Write out the part of the article below on turning science into business, between "In the fast" and "biosecurity and more.", inclusive.

Page:
↓
When I was studying physics at Macquarie Uni in the 80s, nobody told me a scientist could be a CEO. During my summer internship at the CSIRO, I learned that science can solve Australia's greatest challenges by partnering with industry, but I didn't know it could create brand new industries. Then I went to Stanford to finish my PhD, and I met scientists who were CEOs in the making, wanting to create new industries. So that's what I decided to do.
I came home about 25 years later believing Australia's scientific excellence had the potential to create a new economic pillar for us in the same way it had in the US, but we needed a way to bridge the gap between lab bench and business. There is a great debate about what's wrong and who's to blame – the fact is that Aussie universities aren't materially different from Stanford. Professor Bob Byer was my PhD examiner and Dean of Research at Stanford and he told me that Stanford didn't need to do translation because they were surrounded by an ecosystem that did it for them. The difference is Australia sees translation as a risky business and they're right.
In the fast few years, CSIRO has helped bridge the gap with Australia's national science accelerator called ON, and the Australian government's first VC fund, the CSIRO Innovation Fund, which is managed by Main Sequence Ventures. In the past two years, ON has helped thousands of students, entrepreneurs, and small and medium businesses find science that can change business. At the same time, the Fund has invested in 20 companies with strong links to the Australian research system to speed up their translation from benchtop breakthrough into buyer-ready business, from robotics to healthcare to biosecurity and more.
↑
Dataset excerpt:
↓
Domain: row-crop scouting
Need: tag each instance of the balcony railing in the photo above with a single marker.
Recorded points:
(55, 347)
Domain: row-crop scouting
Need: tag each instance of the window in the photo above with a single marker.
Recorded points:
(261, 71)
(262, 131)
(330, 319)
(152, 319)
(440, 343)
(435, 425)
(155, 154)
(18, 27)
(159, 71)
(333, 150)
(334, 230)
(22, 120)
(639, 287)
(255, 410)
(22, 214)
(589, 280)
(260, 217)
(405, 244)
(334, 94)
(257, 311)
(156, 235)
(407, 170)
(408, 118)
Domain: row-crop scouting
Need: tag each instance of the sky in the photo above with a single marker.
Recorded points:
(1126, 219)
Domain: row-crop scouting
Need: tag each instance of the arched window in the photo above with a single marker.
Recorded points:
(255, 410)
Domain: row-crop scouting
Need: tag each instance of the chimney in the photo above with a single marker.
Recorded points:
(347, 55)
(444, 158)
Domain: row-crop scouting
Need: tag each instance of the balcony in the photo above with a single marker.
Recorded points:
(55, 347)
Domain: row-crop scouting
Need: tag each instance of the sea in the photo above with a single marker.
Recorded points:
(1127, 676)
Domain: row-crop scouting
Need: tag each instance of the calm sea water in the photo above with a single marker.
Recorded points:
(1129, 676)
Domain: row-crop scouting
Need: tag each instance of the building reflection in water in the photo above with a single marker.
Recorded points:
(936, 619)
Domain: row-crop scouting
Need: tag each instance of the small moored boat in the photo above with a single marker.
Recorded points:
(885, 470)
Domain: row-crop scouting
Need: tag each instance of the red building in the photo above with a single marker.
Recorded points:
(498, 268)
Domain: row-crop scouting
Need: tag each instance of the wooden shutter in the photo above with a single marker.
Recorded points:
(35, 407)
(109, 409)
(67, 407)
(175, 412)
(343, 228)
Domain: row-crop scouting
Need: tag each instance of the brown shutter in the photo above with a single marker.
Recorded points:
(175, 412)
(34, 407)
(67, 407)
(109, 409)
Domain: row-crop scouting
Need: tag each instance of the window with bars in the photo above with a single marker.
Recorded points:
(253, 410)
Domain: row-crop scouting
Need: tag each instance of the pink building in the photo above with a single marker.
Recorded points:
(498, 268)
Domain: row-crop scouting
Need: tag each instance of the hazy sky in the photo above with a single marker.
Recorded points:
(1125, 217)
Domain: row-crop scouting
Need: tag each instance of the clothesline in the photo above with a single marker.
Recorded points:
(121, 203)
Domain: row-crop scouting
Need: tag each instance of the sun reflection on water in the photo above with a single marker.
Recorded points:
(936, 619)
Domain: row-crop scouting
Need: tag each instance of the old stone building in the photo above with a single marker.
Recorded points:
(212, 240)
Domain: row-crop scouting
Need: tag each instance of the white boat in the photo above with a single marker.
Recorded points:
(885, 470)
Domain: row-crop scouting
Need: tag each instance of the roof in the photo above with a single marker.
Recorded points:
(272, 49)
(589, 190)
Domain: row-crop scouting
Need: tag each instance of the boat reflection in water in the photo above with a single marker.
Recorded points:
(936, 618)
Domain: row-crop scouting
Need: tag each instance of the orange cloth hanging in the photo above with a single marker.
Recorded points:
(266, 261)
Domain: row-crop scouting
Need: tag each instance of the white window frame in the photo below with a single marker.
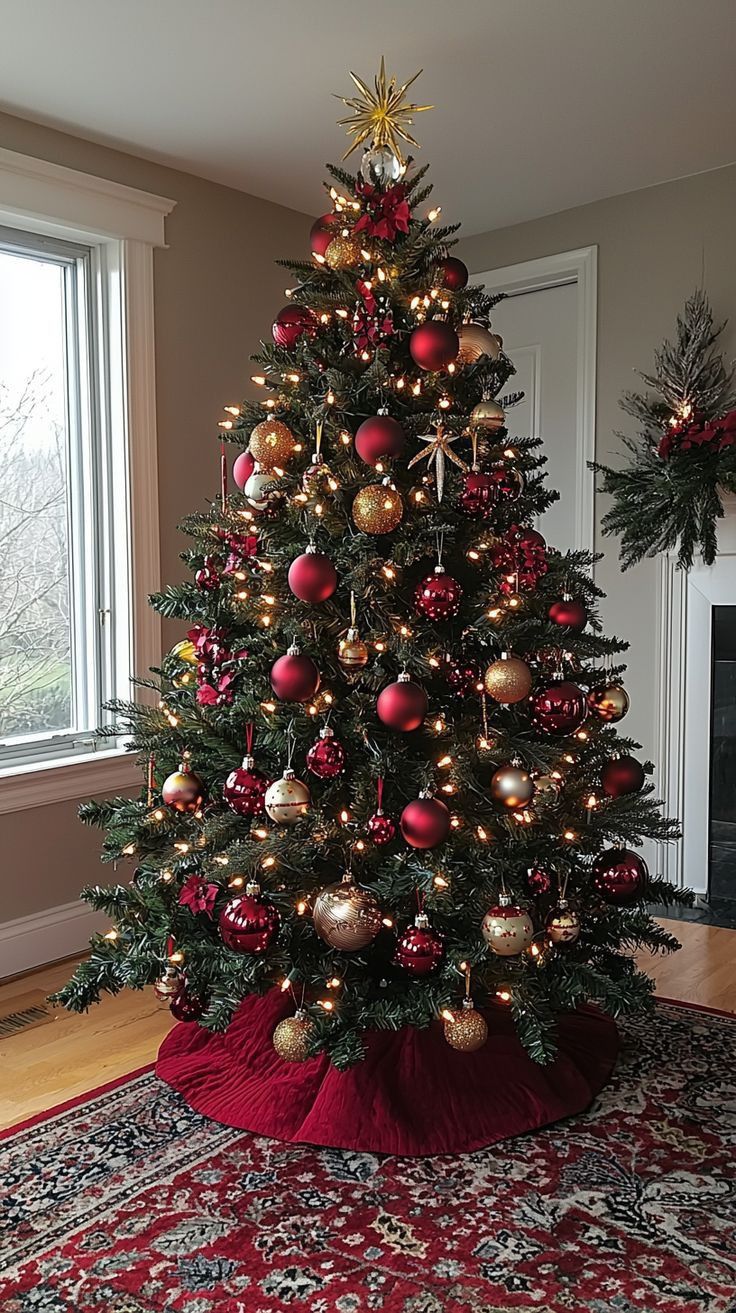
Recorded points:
↑
Output for this exercise:
In the fast few years, CSIRO has helped bridge the gap with Australia's national science accelerator called ON, and the Australian government's first VC fund, the CSIRO Innovation Fund, which is managed by Main Sequence Ventures. In the past two years, ON has helped thousands of students, entrepreneurs, and small and medium businesses find science that can change business. At the same time, the Fund has invested in 20 companies with strong links to the Australian research system to speed up their translation from benchtop breakthrough into buyer-ready business, from robotics to healthcare to biosecurity and more.